Exercise details:
Every line that appears in the listing is to be set down verbatim.

Recorded information:
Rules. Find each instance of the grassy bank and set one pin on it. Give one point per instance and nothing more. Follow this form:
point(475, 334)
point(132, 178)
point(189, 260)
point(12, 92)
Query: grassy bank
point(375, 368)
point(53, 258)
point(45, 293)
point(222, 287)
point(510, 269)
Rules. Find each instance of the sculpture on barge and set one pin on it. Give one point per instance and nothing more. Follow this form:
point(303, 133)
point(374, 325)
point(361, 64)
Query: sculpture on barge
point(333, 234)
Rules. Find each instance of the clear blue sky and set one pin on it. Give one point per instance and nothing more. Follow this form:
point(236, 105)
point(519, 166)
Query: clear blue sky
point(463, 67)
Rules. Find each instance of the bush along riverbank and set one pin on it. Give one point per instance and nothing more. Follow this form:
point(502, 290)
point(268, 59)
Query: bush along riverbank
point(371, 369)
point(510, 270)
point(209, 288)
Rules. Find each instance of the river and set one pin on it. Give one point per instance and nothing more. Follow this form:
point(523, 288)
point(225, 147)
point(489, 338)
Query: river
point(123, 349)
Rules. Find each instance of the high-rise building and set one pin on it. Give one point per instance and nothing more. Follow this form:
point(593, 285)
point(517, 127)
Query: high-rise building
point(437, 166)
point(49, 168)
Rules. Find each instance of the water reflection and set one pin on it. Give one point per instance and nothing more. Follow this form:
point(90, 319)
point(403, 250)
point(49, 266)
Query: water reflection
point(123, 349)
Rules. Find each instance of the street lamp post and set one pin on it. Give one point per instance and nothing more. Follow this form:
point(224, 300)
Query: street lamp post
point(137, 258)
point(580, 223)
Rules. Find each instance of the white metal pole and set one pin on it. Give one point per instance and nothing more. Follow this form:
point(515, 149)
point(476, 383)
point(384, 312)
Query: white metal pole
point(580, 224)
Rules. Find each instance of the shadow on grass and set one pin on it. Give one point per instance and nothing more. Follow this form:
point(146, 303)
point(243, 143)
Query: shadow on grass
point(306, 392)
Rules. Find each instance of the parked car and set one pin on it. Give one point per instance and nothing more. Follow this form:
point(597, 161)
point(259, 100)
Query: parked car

Answer to the exercise:
Rules. Find each instance of the grassy bank and set one pin on it. Give one point per instance and nothing more. Follow this form:
point(475, 334)
point(132, 178)
point(189, 260)
point(12, 92)
Query: grassy bank
point(375, 368)
point(53, 258)
point(45, 293)
point(222, 287)
point(510, 269)
Rules. Find each instance of the sculpture on barge and set one pin on it. Give one point per instance and nothing more. Follow this form:
point(303, 133)
point(374, 325)
point(361, 64)
Query: sculpture on barge
point(333, 234)
Rules. Find each instance of the clear blue sky and set one pin on it. Give one point per instance and nothing more. Follow this form:
point(236, 105)
point(519, 166)
Query: clear blue sky
point(463, 67)
Rules. Find each instance of the bush along riverbank and set one pin on it. Give one point per instance and nothing more. Follow this form:
point(502, 290)
point(268, 59)
Query: bush along riverbank
point(371, 369)
point(510, 270)
point(209, 288)
Rules. Find each instance of the river and set one pin on it. Give one point per instance and nothing more. Follow this form:
point(523, 288)
point(225, 147)
point(489, 338)
Query: river
point(123, 349)
Rules. Find each instance of the high-rise building and set one pin on it. Give one point per instance and nothing more. Follow this form:
point(593, 285)
point(517, 127)
Query: high-rise building
point(437, 166)
point(49, 168)
Rules. Find each instance of the water reflection and set one pin on it. Give one point per instance and nothing more. Follow this form:
point(90, 319)
point(403, 250)
point(49, 266)
Query: water reflection
point(123, 349)
Rules. Find each instance of the street lamp post and set one pin on it. Give one point per instance and nothing more. Follow this form:
point(224, 300)
Query: street lamp post
point(137, 258)
point(580, 223)
Rules. Find each instance of the white metal pole and set one pin on it. Give one point per instance and nothing more. Follow this form:
point(515, 149)
point(476, 383)
point(384, 312)
Query: white metal pole
point(580, 224)
Rules. Find each instance of the shadow on grass and set one pin on it. Give one point per instance and nothing more. Follow this form:
point(146, 303)
point(243, 143)
Query: shadow on grass
point(306, 392)
Rules. Find each instance of the parked car and set one pin on it. Give one point per instance and nothing more. Follow this form:
point(597, 161)
point(259, 100)
Query: parked car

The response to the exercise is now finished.